[WHAT NEEDS TO BE DONE] An exact transcription of every entry is required. Images are not part of it.
>>>
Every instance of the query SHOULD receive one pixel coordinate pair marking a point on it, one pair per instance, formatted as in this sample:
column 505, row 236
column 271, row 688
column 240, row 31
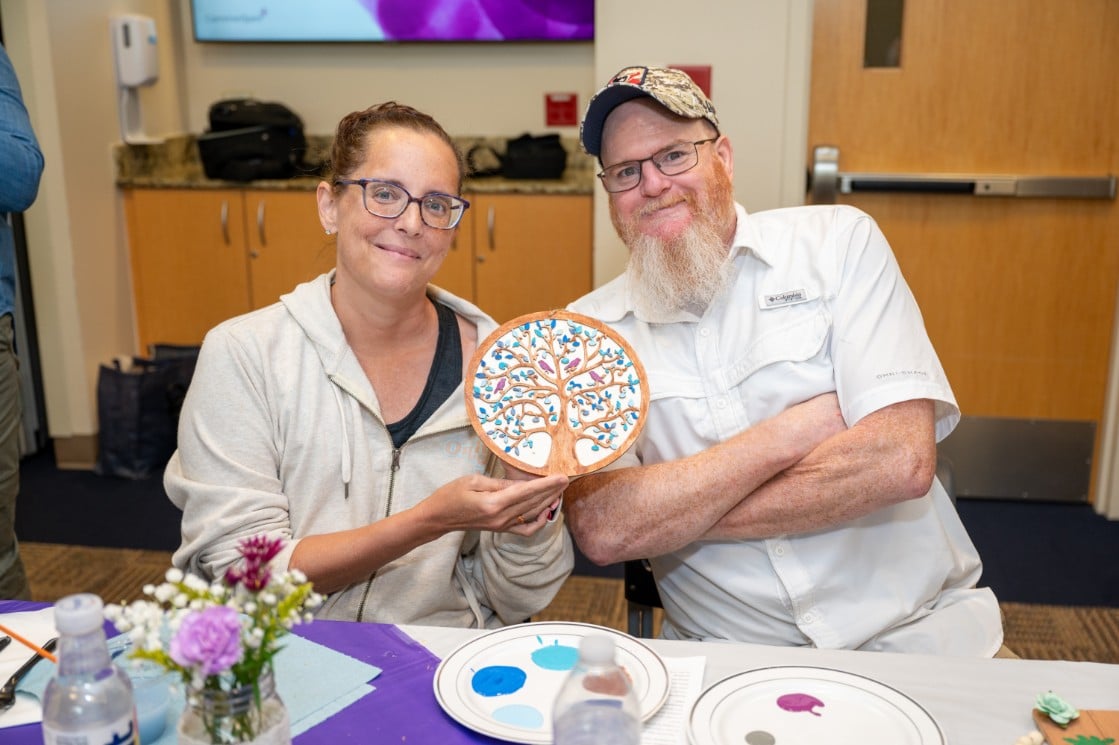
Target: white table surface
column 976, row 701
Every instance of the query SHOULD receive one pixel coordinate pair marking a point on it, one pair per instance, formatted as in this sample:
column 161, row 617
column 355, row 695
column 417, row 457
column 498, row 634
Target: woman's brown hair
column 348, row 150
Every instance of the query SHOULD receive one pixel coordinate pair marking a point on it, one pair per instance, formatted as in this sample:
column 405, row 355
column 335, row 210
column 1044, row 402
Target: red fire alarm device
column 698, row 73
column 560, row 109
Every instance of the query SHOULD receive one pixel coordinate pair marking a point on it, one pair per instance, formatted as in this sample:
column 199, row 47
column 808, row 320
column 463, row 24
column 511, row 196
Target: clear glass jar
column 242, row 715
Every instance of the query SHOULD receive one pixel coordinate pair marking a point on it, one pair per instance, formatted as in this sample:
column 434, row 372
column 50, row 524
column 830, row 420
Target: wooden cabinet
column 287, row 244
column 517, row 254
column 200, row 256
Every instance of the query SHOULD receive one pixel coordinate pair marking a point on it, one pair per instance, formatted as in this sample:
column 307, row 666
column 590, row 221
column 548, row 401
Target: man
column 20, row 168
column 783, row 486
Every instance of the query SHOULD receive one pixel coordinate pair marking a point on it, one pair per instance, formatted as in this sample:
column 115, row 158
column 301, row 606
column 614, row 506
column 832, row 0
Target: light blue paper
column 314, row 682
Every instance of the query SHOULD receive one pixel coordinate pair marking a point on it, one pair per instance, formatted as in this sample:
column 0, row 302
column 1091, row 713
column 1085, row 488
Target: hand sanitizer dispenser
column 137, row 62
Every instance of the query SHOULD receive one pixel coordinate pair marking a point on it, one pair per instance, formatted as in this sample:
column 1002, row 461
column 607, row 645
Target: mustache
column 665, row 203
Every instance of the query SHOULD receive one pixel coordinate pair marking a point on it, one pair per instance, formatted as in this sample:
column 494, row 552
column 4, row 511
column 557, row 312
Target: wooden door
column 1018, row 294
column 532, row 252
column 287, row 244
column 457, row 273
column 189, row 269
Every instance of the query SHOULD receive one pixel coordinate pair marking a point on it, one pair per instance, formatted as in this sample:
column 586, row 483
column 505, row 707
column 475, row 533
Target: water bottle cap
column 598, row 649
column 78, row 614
<<<
[RESPONSE FOR THIS EXERCISE]
Every instance of the query SHOULD receive one pixel coordinate pair marking a point on it, one pair per instance, formatted as in this sample:
column 505, row 236
column 271, row 688
column 240, row 31
Target: white table surface
column 976, row 701
Every instance of the query SHOULD receive one pixel coordinate pair marking a point on it, one pair per instance, formatted as in this sample:
column 161, row 617
column 355, row 695
column 417, row 457
column 498, row 634
Target: woman's brown hair
column 348, row 150
Every instance of the query SHOULD receive one pixel coordinate pair marking a point on it, one pair per instance, formatted as in this sample:
column 405, row 355
column 335, row 210
column 1044, row 402
Target: red fire alarm device
column 698, row 73
column 560, row 109
Every instance of the query SHOULD receive one pixel coordinate pair marking a point on it, one pair per instance, formatted as in this sample:
column 199, row 47
column 808, row 320
column 463, row 24
column 511, row 196
Target: clear glass jar
column 242, row 715
Every instance of the query SHOULD receive one pixel coordinate pair marking a point on it, one pair per instance, formatted as in this sample:
column 434, row 372
column 50, row 524
column 830, row 420
Target: wooden cabinet
column 287, row 244
column 517, row 254
column 200, row 256
Every instance of the query SHOULD receive one pixel coordinate pair marking a point on it, one pair per instance, formatted as in this sample:
column 307, row 666
column 590, row 221
column 548, row 401
Target: man
column 20, row 168
column 783, row 486
Every instance of the query SHOULD receive one pixel coordinate pair marking a point on it, one pair per instance, formatted as in this sample:
column 115, row 158
column 301, row 606
column 614, row 506
column 832, row 0
Target: light blue paper
column 314, row 682
Every instance of the query SHOULD receive one pixel coordinate pair marking a point on it, one pair per instance, formatted as in this sample:
column 0, row 302
column 1091, row 713
column 1085, row 488
Target: hand sanitizer dispenser
column 137, row 62
Every instance of the query SHOULD receive one pixel coordinate pair marking a point on it, one pair per instance, formatted as in this sample:
column 1002, row 461
column 607, row 645
Target: mustache
column 665, row 203
Every instance of the query SHOULD receive one pixel coordinate pair marking a point on it, one pair per instance, formatted as in this sample:
column 494, row 552
column 4, row 511
column 557, row 312
Target: wooden door
column 1018, row 294
column 532, row 252
column 287, row 244
column 457, row 273
column 189, row 269
Every instance of the query SHOULD receive one pixel coordinate pair marking a point on it, one pair per instance, formatted as in this sample:
column 586, row 483
column 505, row 707
column 475, row 533
Target: water bottle cap
column 598, row 649
column 78, row 614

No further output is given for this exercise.